** Start RECORDS SHOWN **
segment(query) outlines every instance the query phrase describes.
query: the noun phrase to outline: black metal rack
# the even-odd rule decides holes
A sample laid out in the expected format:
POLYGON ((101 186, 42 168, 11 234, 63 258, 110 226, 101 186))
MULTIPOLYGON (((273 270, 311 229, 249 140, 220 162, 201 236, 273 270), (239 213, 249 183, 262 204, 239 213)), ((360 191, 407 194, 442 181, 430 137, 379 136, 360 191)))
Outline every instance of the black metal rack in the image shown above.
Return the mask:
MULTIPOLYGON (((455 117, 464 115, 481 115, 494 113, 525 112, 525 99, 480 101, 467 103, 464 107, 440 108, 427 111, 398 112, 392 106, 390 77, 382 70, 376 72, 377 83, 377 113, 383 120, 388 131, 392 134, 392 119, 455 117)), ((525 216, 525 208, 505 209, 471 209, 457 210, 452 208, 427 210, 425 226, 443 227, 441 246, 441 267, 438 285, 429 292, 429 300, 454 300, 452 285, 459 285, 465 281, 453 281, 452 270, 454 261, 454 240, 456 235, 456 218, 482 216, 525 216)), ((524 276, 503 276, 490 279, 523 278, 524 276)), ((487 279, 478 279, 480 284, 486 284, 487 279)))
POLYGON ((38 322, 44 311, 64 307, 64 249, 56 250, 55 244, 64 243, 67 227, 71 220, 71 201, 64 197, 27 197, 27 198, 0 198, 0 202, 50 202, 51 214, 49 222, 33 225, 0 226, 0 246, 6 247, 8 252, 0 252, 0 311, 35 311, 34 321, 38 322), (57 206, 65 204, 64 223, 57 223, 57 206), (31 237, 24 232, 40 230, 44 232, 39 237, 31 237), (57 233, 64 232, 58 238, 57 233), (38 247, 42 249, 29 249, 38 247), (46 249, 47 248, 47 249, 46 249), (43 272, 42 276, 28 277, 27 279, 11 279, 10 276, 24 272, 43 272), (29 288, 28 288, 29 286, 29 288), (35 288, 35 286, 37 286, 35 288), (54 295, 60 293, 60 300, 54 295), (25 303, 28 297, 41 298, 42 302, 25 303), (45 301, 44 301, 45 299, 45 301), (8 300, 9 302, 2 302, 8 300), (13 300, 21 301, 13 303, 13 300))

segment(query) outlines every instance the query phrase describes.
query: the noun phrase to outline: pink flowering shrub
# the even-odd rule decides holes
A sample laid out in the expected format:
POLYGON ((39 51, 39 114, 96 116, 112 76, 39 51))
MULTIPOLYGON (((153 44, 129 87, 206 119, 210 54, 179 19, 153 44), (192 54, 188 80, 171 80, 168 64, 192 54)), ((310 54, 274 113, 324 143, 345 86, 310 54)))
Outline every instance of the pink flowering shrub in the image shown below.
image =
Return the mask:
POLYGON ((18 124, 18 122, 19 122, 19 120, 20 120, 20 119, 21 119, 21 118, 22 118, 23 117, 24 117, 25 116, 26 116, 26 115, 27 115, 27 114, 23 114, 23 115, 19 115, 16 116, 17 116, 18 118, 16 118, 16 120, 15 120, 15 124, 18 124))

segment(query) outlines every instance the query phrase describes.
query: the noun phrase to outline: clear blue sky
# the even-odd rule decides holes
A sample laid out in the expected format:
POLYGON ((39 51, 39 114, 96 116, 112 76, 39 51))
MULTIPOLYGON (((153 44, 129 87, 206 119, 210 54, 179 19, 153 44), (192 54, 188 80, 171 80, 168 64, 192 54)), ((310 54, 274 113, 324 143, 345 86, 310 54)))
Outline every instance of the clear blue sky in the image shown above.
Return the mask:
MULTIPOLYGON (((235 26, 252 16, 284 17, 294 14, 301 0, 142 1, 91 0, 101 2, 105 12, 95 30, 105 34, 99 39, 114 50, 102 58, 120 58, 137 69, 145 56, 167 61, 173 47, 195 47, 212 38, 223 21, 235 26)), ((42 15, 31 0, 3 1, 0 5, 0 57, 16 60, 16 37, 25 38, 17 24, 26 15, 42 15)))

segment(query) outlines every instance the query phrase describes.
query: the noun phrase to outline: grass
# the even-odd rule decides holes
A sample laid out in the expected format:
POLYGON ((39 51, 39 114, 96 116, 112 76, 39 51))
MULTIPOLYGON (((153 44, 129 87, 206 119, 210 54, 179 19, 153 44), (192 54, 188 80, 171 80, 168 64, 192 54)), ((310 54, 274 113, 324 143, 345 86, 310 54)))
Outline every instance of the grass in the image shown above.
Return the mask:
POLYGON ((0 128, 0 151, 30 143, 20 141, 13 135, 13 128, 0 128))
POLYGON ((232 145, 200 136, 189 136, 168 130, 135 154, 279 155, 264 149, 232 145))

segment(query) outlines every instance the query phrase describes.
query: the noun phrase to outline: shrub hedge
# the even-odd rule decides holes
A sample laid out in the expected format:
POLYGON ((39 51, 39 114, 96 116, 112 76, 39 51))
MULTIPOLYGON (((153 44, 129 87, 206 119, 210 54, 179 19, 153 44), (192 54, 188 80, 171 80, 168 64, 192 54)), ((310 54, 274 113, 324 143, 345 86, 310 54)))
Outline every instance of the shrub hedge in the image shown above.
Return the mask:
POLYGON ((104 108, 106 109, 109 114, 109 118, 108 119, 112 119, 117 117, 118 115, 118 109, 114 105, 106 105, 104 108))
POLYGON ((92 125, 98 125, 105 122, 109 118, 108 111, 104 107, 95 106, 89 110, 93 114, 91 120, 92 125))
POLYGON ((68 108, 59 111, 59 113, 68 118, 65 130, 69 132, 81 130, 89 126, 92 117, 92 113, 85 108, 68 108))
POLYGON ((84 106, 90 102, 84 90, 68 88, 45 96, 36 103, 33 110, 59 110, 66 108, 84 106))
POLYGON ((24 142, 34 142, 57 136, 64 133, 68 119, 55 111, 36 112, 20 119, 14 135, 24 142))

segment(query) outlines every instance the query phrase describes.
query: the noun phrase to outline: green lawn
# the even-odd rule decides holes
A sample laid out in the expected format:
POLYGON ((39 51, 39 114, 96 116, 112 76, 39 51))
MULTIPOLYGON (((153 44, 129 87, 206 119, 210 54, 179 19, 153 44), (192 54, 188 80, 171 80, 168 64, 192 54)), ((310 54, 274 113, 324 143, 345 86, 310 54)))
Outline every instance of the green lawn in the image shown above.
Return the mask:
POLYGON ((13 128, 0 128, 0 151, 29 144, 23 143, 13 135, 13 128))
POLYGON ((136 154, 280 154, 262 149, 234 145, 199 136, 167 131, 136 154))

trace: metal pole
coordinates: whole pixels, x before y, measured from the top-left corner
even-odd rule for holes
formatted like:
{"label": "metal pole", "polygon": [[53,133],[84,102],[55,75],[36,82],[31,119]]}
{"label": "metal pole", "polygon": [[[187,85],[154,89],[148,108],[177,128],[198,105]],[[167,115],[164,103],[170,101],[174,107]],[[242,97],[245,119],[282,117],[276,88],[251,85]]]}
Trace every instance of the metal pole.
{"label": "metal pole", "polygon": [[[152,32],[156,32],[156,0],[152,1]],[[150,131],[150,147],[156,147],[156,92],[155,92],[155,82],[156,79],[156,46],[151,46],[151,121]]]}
** End RECORDS SHOWN **
[TASK DETAILS]
Render every line of the records above as a Markdown table with the columns Row and Line. Number each row and omit blank lines.

[SOLUTION TO THE PROBLEM]
| Row | Line |
|---|---|
| 1 | segment(query) outlines every instance the query phrase describes. |
| 2 | query: the noun phrase to outline: black metal rack |
| 3 | # the even-odd rule decides holes |
| 4 | A sample laid out in the expected format: |
| 5 | POLYGON ((101 186, 42 168, 11 234, 63 258, 110 226, 101 186)) |
| 6 | MULTIPOLYGON (((273 270, 311 229, 249 140, 220 162, 201 236, 273 270), (239 213, 249 183, 262 204, 239 213)), ((360 191, 407 194, 442 181, 430 137, 379 136, 360 191))) |
| 7 | Outline every instance of the black metal rack in the image shown above. |
| 8 | Return the mask: |
| 9 | MULTIPOLYGON (((455 117, 464 115, 481 115, 494 113, 525 112, 525 99, 480 101, 467 103, 464 107, 440 108, 427 111, 398 112, 392 106, 390 77, 382 70, 376 72, 377 83, 377 113, 383 120, 388 131, 392 134, 392 119, 455 117)), ((525 216, 525 208, 505 209, 471 209, 457 210, 452 208, 427 210, 425 226, 443 227, 441 246, 441 267, 438 285, 429 292, 429 300, 454 300, 452 285, 459 285, 465 281, 453 281, 452 270, 454 261, 454 240, 456 235, 456 218, 482 216, 525 216)), ((524 276, 503 276, 490 279, 523 278, 524 276)), ((487 279, 478 279, 480 284, 486 284, 487 279))) |
| 10 | POLYGON ((38 322, 44 311, 64 307, 64 249, 56 250, 55 244, 64 243, 67 227, 71 220, 71 201, 64 197, 27 197, 27 198, 0 198, 0 202, 50 202, 51 214, 49 222, 33 225, 0 226, 0 246, 6 247, 8 252, 0 252, 0 311, 35 311, 34 321, 38 322), (57 206, 65 204, 64 223, 57 223, 57 206), (31 237, 24 232, 40 230, 44 232, 39 237, 31 237), (57 233, 64 232, 58 238, 57 233), (38 247, 42 249, 29 249, 38 247), (46 249, 47 248, 47 249, 46 249), (43 272, 42 276, 28 277, 27 279, 11 279, 10 276, 24 272, 43 272), (29 288, 28 288, 29 286, 29 288), (35 288, 35 286, 37 286, 35 288), (54 295, 60 293, 60 300, 54 295), (25 303, 28 297, 41 298, 42 302, 25 303), (45 301, 44 301, 45 299, 45 301), (8 300, 9 302, 2 302, 8 300), (13 300, 21 301, 13 303, 13 300)) |
| 11 | segment(query) outlines every instance the query phrase describes. |
| 12 | query: the noun phrase to outline: pink flowering shrub |
| 13 | # the even-odd rule decides holes |
| 14 | A sample laid out in the expected format: |
| 15 | POLYGON ((39 51, 39 114, 96 116, 112 76, 39 51)) |
| 16 | MULTIPOLYGON (((153 44, 129 87, 206 119, 210 54, 179 19, 153 44), (192 54, 188 80, 171 80, 168 64, 192 54)), ((310 54, 274 113, 324 143, 345 86, 310 54))) |
| 17 | Outline every instance of the pink flowering shrub in the image shown below. |
| 18 | image = |
| 19 | Return the mask: |
| 20 | POLYGON ((18 124, 18 122, 19 122, 19 120, 20 120, 20 119, 21 119, 21 118, 22 118, 23 117, 24 117, 25 116, 26 116, 26 115, 27 115, 27 114, 23 114, 23 115, 19 115, 16 116, 17 116, 18 118, 16 118, 16 120, 15 120, 15 124, 18 124)) |
| 21 | segment(query) outlines every instance the query phrase describes. |
| 22 | query: the noun phrase to outline: clear blue sky |
| 23 | # the even-odd rule decides holes |
| 24 | A sample laid out in the expected format: |
| 25 | POLYGON ((39 51, 39 114, 96 116, 112 76, 39 51)) |
| 26 | MULTIPOLYGON (((153 44, 129 87, 206 119, 210 54, 179 19, 153 44), (192 54, 188 80, 171 80, 168 64, 192 54)), ((310 54, 274 113, 324 143, 345 86, 310 54))) |
| 27 | Outline every instance of the clear blue sky in the image shown above. |
| 28 | Return the mask: |
| 29 | MULTIPOLYGON (((235 26, 252 16, 284 17, 294 14, 301 0, 142 1, 91 0, 101 2, 105 12, 95 30, 105 34, 99 39, 114 50, 102 58, 120 58, 137 69, 145 56, 167 61, 173 47, 195 47, 212 38, 223 21, 235 26)), ((42 15, 31 0, 3 1, 0 5, 0 57, 16 60, 16 37, 25 38, 17 24, 26 15, 42 15))) |
| 30 | segment(query) outlines every instance the query phrase describes. |
| 31 | query: the noun phrase to outline: grass |
| 32 | # the even-odd rule decides holes |
| 33 | A sample laid out in the expected format: |
| 34 | POLYGON ((39 51, 39 114, 96 116, 112 76, 39 51)) |
| 35 | MULTIPOLYGON (((153 44, 129 87, 206 119, 210 54, 179 19, 153 44), (192 54, 188 80, 171 80, 168 64, 192 54)), ((310 54, 274 113, 324 143, 345 86, 310 54))) |
| 36 | Outline every instance of the grass in the image shown above. |
| 37 | Return the mask: |
| 38 | POLYGON ((0 128, 0 151, 30 143, 20 141, 13 135, 13 128, 0 128)) |
| 39 | POLYGON ((232 145, 200 136, 189 136, 168 130, 135 154, 279 155, 264 149, 232 145)) |
| 40 | segment(query) outlines every instance the query phrase describes. |
| 41 | query: the noun phrase to outline: shrub hedge |
| 42 | # the even-odd rule decides holes |
| 43 | A sample laid out in the expected format: |
| 44 | POLYGON ((39 51, 39 114, 96 116, 112 76, 39 51)) |
| 45 | MULTIPOLYGON (((153 44, 129 87, 206 119, 210 54, 179 19, 153 44), (192 54, 188 80, 171 80, 168 64, 192 54)), ((310 54, 274 113, 324 143, 345 86, 310 54))) |
| 46 | Outline every instance of the shrub hedge in the image shown above. |
| 47 | Return the mask: |
| 48 | POLYGON ((104 108, 106 109, 109 114, 109 118, 108 119, 112 119, 117 117, 118 115, 118 109, 114 105, 106 105, 104 108)) |
| 49 | POLYGON ((92 125, 98 125, 105 122, 109 118, 108 111, 104 107, 95 106, 89 110, 93 114, 91 120, 92 125)) |
| 50 | POLYGON ((68 108, 59 111, 59 113, 68 118, 65 130, 69 132, 81 130, 89 126, 92 117, 92 113, 85 108, 68 108)) |
| 51 | POLYGON ((84 106, 90 102, 84 90, 68 88, 45 96, 36 103, 33 110, 59 110, 66 108, 84 106)) |
| 52 | POLYGON ((24 142, 34 142, 57 136, 64 133, 68 119, 55 111, 36 112, 20 119, 14 135, 24 142)) |
| 53 | segment(query) outlines every instance the query phrase describes. |
| 54 | query: the noun phrase to outline: green lawn |
| 55 | # the even-odd rule decides holes |
| 56 | A sample laid out in the expected format: |
| 57 | POLYGON ((39 51, 39 114, 96 116, 112 76, 39 51)) |
| 58 | MULTIPOLYGON (((153 44, 129 87, 206 119, 210 54, 179 19, 153 44), (192 54, 188 80, 171 80, 168 64, 192 54)), ((310 54, 274 113, 324 143, 345 86, 310 54))) |
| 59 | Outline every instance of the green lawn in the image shown above. |
| 60 | Return the mask: |
| 61 | POLYGON ((13 128, 0 128, 0 151, 29 144, 23 143, 13 135, 13 128)) |
| 62 | POLYGON ((136 154, 280 154, 262 149, 234 145, 199 136, 167 131, 136 154)) |
| 63 | trace: metal pole |
| 64 | coordinates: whole pixels, x before y, measured from the top-left corner |
| 65 | even-odd rule for holes |
| 66 | formatted like: |
| 67 | {"label": "metal pole", "polygon": [[53,133],[84,102],[55,75],[36,82],[31,119]]} |
| 68 | {"label": "metal pole", "polygon": [[[187,85],[154,89],[148,108],[177,128],[198,105]],[[167,115],[164,103],[170,101],[174,107]],[[242,97],[245,119],[282,117],[276,88],[251,85]]]} |
| 69 | Trace every instance of the metal pole. |
| 70 | {"label": "metal pole", "polygon": [[[152,32],[156,32],[156,0],[152,1]],[[150,131],[150,147],[156,147],[156,92],[155,92],[155,82],[156,79],[156,46],[151,46],[151,121]]]} |